- **EXTRACTED TEXT**
Curt Schilling and Randy Johnson (The Power of Two, Dec. 17)
were not only good, they were gutsy. That separates them from
RICHARD CATRAMBONE, Decatur, Ga.
This is one Yankees fan who won't argue with the choice of
Schilling and Johnson as Sportsmen of the Year. However, if
Mariano Rivera had made a good throw to second base in the ninth
inning of Game 7, the Yankees probably would have gotten a
double play and won another World Series. Maybe then Rivera
would have been named Sportsman for leading the Yankees to
another championship. What a difference one play makes.
LAWRENCE LOEWY, Coram, N.Y.
I applaud Johnson's humble statement, "Those guys did it for
many years," in discussing his and Schilling's combined
regular-season and postseason record (52-13) compared with that
of Sandy Koufax and Don Drysdale in 1965 (52-22). Also consider
that in a four-man rotation Koufax (41) and Drysdale (42)
started 83 of the Dodgers' 162 regular-season games that year.
Johnson's and Schilling's attitudes truly befit the honor you
have given them and express the continuity that makes baseball a
great game. Your choices for the award were exactly what
baseball and the nation needed this year.
MARK ROSENBERG, Boca Raton, Fla.
January 21, 2002
Your picking of Johnson and Schilling would be quite sensible in
any other year, but this is not any other year. You should have
chosen those four heroic sportsmen who died while trying to take
back control of doomed United Airlines Flight 93. A close second
choice would have been the members of the FDNY and NYPD who
showed us the true meaning of sports: putting the performance of
the team--in this case, the lives of their fellow
citizens--ahead of oneself.
JEFFREY S. BENDER, Edmond, Okla.
Since your story on Johnson and Schilling focuses on father-son
relationships, it's appropriate that my father and I--who both
live in the Pacific Northwest--share a singular vision of
"Sportsman" Randy Johnson. Whenever his name is mentioned, we
remember that during the first half of the 1998 season he
performed in less than stellar fashion (9-10, 4.33 ERA) while
publicly demanding that the Seattle Mariners trade him. Once he
was traded to the Houston Astros, he suddenly regained his form
(10-1, 1.28 ERA). It is sad you chose to honor such a selfish
individual. Congratulations to Curt Schilling for being named
Sportsman of the Year.
MARK FANCEY, Willamina, Ore.
Paying His Own Way
I applaud Governor Jesse Ventura for his stand against using
public funds to build a stadium for the Minnesota Twins
(SCORECARD, Dec. 17). I live in a city where the local
teams--the Colts and the Pacers--have also cried poverty to get
the taxpayers to pick up the tab for new digs. Many of those
taxpayers can't afford to set foot in these stadiums. We also
have in our city an incredible racetrack (maybe you've heard of
it) that hosts a mere three events a year. The president, Tony
George, continually updates his facility without screaming at
the city leaders that he needs their help to keep going. Maybe
these other so-called businessmen should drop by Tony's office
to see how he does it.

[Spatial localization data]

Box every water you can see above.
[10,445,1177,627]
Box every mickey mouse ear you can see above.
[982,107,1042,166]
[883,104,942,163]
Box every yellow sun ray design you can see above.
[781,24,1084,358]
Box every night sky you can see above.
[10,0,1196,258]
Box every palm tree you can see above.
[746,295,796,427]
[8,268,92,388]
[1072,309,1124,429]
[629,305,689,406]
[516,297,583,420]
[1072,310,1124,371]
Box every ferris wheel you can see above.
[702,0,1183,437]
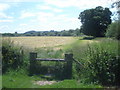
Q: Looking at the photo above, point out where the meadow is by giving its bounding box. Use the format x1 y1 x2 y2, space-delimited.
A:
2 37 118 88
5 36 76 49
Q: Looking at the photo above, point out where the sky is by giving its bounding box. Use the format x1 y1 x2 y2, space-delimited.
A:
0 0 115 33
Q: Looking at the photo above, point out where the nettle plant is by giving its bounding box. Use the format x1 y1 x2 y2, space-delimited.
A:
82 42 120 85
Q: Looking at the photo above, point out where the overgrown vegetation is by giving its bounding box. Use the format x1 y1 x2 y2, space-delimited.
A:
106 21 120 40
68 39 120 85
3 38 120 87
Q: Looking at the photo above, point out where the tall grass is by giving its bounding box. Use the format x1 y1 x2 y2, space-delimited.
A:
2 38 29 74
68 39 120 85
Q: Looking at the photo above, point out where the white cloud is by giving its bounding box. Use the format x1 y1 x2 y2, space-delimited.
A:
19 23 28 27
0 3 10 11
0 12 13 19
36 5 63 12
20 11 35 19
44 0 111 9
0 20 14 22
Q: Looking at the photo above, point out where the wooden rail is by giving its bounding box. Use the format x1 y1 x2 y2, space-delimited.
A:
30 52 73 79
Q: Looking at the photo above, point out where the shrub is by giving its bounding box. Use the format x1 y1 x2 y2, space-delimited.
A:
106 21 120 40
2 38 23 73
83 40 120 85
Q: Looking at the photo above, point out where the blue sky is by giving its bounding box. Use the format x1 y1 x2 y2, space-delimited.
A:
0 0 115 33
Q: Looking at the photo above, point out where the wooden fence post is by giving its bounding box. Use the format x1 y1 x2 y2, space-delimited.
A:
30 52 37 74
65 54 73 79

- **TASK DESCRIPTION**
Reproduce the passage of the letters to the editor that runs from "started 83 of" up to and including "Boca Raton, Fla.".

- **RESPONSE AREA**
started 83 of the Dodgers' 162 regular-season games that year.
Johnson's and Schilling's attitudes truly befit the honor you
have given them and express the continuity that makes baseball a
great game. Your choices for the award were exactly what
baseball and the nation needed this year.
MARK ROSENBERG, Boca Raton, Fla.